CONSIGNE ÉCRITE A:
D'après le texte sur les start-up de Goma, quelle étape cruciale la majorité de ces jeunes entreprises peinent-elles à franchir ?
CONSIGNE ÉCRITE B:
Poursuivez le texte sur les start-up de Goma après sa dernière phrase.

EXTRAIT CITÉ:
# # # #

À Goma, au cœur de la région du Kivu, une nouvelle génération d’entrepreneurs tente de réinventer l’économie locale. Portées par la créativité, la technologie, les services innovants et un désir profond de transformation sociale, de nombreuses start-up voient le jour. Pourtant, malgré leur potentiel, la majorité de ces jeunes entreprises peinent à franchir les premières étapes cruciales de leur développement : accéder aux financements nécessaires pour transformer leurs idées en projets viables. Dans une région où l’écosystème entrepreneurial est encore balbutiant, financer l’innovation demeure l’un des défis majeurs à relever.

Une jeunesse innovante, mais sous-financée

Le dynamisme entrepreneurial à Goma ne fait plus de doute. Dans les secteurs du numérique, de l’agroalimentaire, de l’énergie, ou encore des services à la personne, les jeunes porteurs de projets multiplient les initiatives. Ces start-up, souvent fondées par des jeunes diplômés ou des autodidactes passionnés, répondent à des besoins réels : accès à l’eau potable, mobilité urbaine, digitalisation des services, livraison à domicile, recyclage, etc.

# # # #

Exemples d'annotation par points:
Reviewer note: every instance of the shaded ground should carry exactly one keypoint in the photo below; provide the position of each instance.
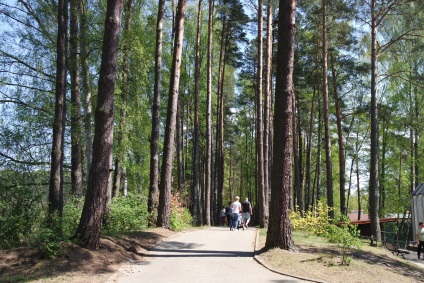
(321, 261)
(314, 259)
(77, 264)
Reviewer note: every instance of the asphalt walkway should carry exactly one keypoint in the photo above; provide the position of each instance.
(214, 254)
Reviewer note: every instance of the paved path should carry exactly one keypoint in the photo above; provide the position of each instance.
(214, 254)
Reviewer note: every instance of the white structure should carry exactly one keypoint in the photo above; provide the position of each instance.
(417, 207)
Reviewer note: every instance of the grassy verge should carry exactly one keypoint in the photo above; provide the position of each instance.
(317, 259)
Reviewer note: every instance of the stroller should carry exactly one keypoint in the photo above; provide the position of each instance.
(239, 222)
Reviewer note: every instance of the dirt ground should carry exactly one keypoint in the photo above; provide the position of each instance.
(321, 262)
(78, 265)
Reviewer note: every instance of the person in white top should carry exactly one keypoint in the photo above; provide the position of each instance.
(236, 207)
(420, 238)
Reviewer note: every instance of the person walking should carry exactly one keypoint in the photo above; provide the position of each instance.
(246, 212)
(228, 212)
(236, 209)
(223, 215)
(420, 238)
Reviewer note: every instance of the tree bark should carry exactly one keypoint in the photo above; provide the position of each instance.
(263, 207)
(56, 171)
(208, 167)
(165, 186)
(267, 102)
(89, 228)
(342, 160)
(279, 229)
(120, 158)
(76, 129)
(373, 186)
(197, 207)
(328, 161)
(86, 89)
(154, 142)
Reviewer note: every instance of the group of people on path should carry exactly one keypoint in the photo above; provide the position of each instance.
(235, 212)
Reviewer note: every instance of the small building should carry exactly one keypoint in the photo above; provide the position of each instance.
(417, 207)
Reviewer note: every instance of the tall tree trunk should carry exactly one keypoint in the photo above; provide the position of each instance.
(267, 101)
(165, 186)
(309, 202)
(89, 228)
(86, 88)
(154, 143)
(318, 164)
(76, 129)
(208, 167)
(373, 186)
(56, 171)
(296, 160)
(218, 178)
(342, 159)
(179, 146)
(279, 229)
(328, 162)
(120, 159)
(263, 206)
(196, 190)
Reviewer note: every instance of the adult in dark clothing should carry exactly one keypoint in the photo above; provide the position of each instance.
(246, 212)
(228, 211)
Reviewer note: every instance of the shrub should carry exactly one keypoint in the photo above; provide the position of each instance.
(71, 216)
(180, 219)
(126, 214)
(19, 213)
(311, 222)
(347, 238)
(318, 223)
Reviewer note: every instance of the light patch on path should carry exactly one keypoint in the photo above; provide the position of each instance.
(215, 254)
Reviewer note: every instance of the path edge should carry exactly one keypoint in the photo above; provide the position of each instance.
(259, 260)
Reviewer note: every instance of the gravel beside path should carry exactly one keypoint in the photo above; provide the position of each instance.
(214, 254)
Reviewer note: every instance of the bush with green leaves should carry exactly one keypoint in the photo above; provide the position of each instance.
(180, 219)
(347, 238)
(311, 222)
(126, 214)
(71, 215)
(318, 223)
(19, 213)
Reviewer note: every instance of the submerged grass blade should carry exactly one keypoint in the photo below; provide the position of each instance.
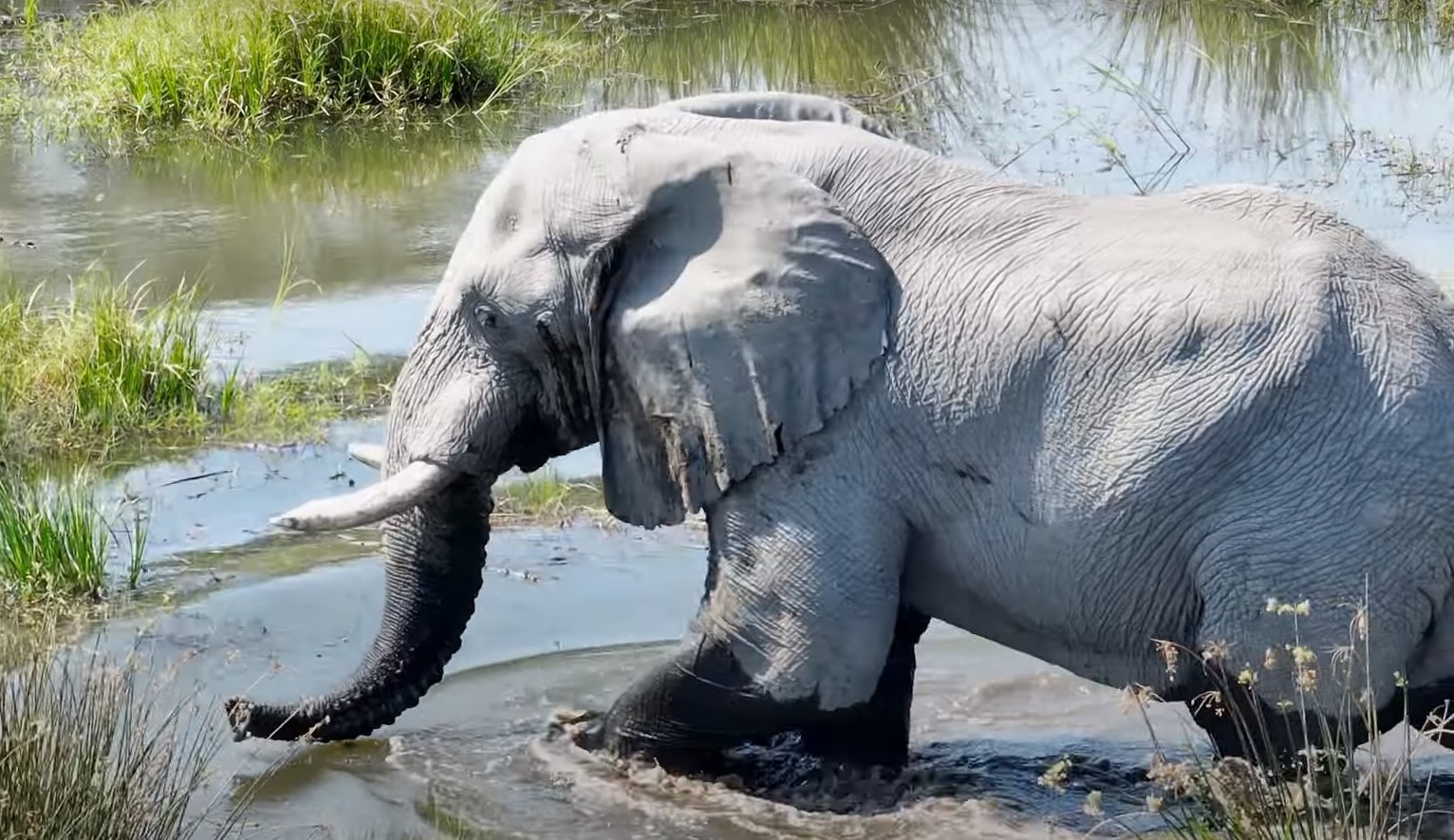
(234, 67)
(87, 750)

# # # #

RÉPONSE ÉCRITE A:
Elles peinent à accéder aux financements nécessaires pour transformer leurs idées en projets viables.

RÉPONSE ÉCRITE B:
Mais derrière cet enthousiasme se cache une réalité difficile : le manque criant de capitaux. Peu de jeunes entreprises disposent de l’épargne personnelle nécessaire pour démarrer, et les systèmes de financement traditionnels (banques, microfinances) ne sont ni adaptés ni accessibles à des structures naissantes et à haut risque. Le crédit bancaire, quand il est possible, est souvent adossé à des garanties exigeantes, que peu d’entrepreneurs débutants peuvent fournir.

L'absence d’un écosystème de financement structuré

À la différence de certains écosystèmes africains en croissance comme ceux de Nairobi, Kigali ou Lagos, Goma ne dispose pas encore d’un réseau structuré d’investisseurs spécialisés dans le financement de l’innovation. Les business angels y sont rares, les fonds d’amorçage presque inexistants, et les incubateurs peinent à jouer leur rôle de levier financier faute de moyens eux-mêmes.

Certains programmes d’aide existent, portés par des ONG, des agences de coopération internationale ou des institutions religieuses. Mais ces opportunités sont souvent ponctuelles, peu coordonnées, et ne couvrent qu’un petit nombre de projets. Le manque d’informations centralisées sur les possibilités de financement constitue en soi un obstacle. De nombreux jeunes entrepreneurs ignorent à qui s’adresser ou comment monter un dossier convaincant.

Des freins structurels à lever

Outre l’absence de financements adaptés, plusieurs obstacles viennent alourdir le parcours des start-up à Goma. L’environnement macroéconomique est instable, marqué par l’inflation, la dépendance à l’économie informelle et une faible bancarisation. À cela s’ajoutent des problèmes d’infrastructures : coupures d’électricité, accès limité à internet haut débit, mobilité urbaine difficile.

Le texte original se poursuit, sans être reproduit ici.